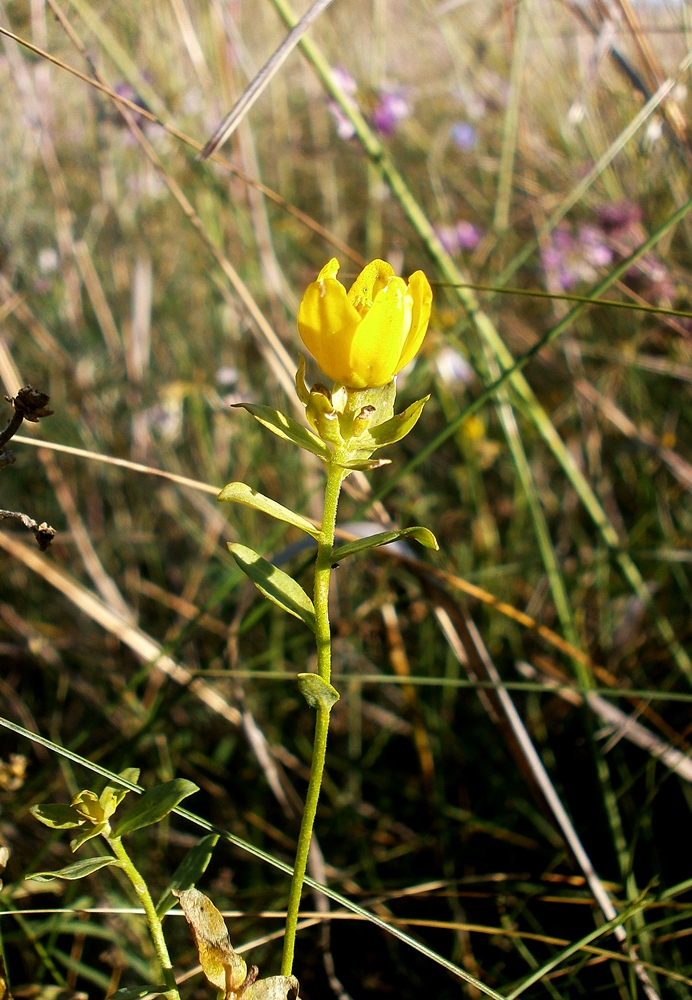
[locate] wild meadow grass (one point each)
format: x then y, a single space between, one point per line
529 157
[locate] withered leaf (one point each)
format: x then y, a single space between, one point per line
222 966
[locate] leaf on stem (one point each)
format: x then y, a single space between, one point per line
317 692
113 794
422 535
273 988
397 427
137 992
154 805
240 493
193 865
80 869
57 816
284 427
222 966
365 464
276 585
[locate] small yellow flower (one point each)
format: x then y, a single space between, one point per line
364 337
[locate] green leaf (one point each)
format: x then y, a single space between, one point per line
80 869
399 426
281 425
278 586
137 992
154 805
89 831
240 493
193 865
422 535
317 692
57 816
113 794
365 464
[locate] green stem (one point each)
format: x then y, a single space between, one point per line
323 569
153 920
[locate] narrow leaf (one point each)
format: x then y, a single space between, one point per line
399 426
113 794
137 992
240 493
365 464
317 692
422 535
193 865
80 869
273 988
56 816
284 427
154 805
278 586
88 832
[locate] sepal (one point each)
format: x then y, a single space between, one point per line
276 585
397 427
284 427
422 535
240 493
317 692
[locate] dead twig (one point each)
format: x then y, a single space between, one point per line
28 404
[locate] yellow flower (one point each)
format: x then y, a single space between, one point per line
364 337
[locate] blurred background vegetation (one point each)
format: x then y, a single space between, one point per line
520 146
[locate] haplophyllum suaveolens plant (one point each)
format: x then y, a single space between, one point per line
361 339
92 815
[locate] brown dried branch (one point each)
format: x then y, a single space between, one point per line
29 404
43 533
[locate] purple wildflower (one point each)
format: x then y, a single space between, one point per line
464 136
619 217
453 368
462 236
391 109
343 79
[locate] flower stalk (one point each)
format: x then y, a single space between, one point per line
155 926
323 569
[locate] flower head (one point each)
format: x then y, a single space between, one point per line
364 337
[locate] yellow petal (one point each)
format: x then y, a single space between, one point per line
377 343
330 270
327 322
371 280
420 291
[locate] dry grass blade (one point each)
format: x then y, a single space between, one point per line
138 641
230 123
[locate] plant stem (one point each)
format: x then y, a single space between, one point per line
153 920
323 569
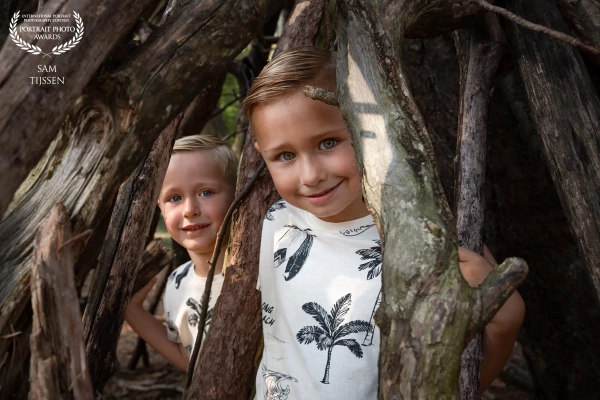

◇ ◇ ◇ ◇

• PROBLEM TO WORK ON
Reproduce all of the data above verbatim, line for line, but omit the pictures.

• WRITTEN RESPONSE
[locate] wild meadow grass (one point each)
format: x then y, a single space between, one point per line
529 157
[locate] withered leaf (one point each)
format: x then y, a single space between, one point per line
222 966
[locate] leaf on stem (one point each)
format: x then y, a single space between, one point per line
317 692
113 794
422 535
273 988
397 427
137 992
154 805
240 493
193 865
80 869
57 816
284 427
222 966
365 464
276 585
[locate] small yellow flower (one point each)
format: x then y, a single space between, one point per line
364 337
[locate] green leaf (one point each)
format: x then y, a single space between, one point per line
80 869
399 426
281 425
278 586
137 992
154 805
89 831
240 493
193 865
422 535
317 692
57 816
113 794
365 464
[locate] green stem (one point each)
format: x then y, a single space between, one point per line
323 569
153 920
[locate] narrow leaf (one point each)
format: x then y, a single space between, one point per line
399 426
113 794
137 992
240 493
365 464
317 692
422 535
193 865
80 869
273 988
56 816
284 427
154 805
278 586
88 832
[locate] sepal (one point each)
format: x then y, a single space between, one point per line
276 585
397 427
284 427
422 535
240 493
317 692
[locate] dead twig (one point each)
format: x then y, a single space between, one point per line
28 404
[locate] yellow flower (one point each)
format: x then y, a single space between, one point per line
364 337
[locate] blurred background vegetation (one point each)
format: x then y, a single space between, one point per line
520 146
[locate] haplophyllum suaveolens plant (one point each)
format: x then y, a single space between, one point per line
361 339
92 815
[locate] brown dried branch (one point each)
format: x then y, a single space between, one point per line
29 404
43 533
[locate] purple wildflower (one point each)
format: x then y, a single space between, one point per line
464 136
619 217
453 368
462 236
391 109
343 79
[locate] flower stalk (one point each)
format: x then y, a single space between, one point per line
155 926
323 569
[locate] flower head (one point each)
format: x then y, a single space between, one point per line
364 337
[locate] yellow petal (one point each)
format: x then y, a single space between, one point per line
377 343
330 270
327 322
371 280
420 291
[locate] dry grass blade (one point each)
format: x then y, a single space between, one point per line
138 641
230 123
[locate] plant stem (one point each)
format: x then y, a single space between, one point per line
153 920
323 569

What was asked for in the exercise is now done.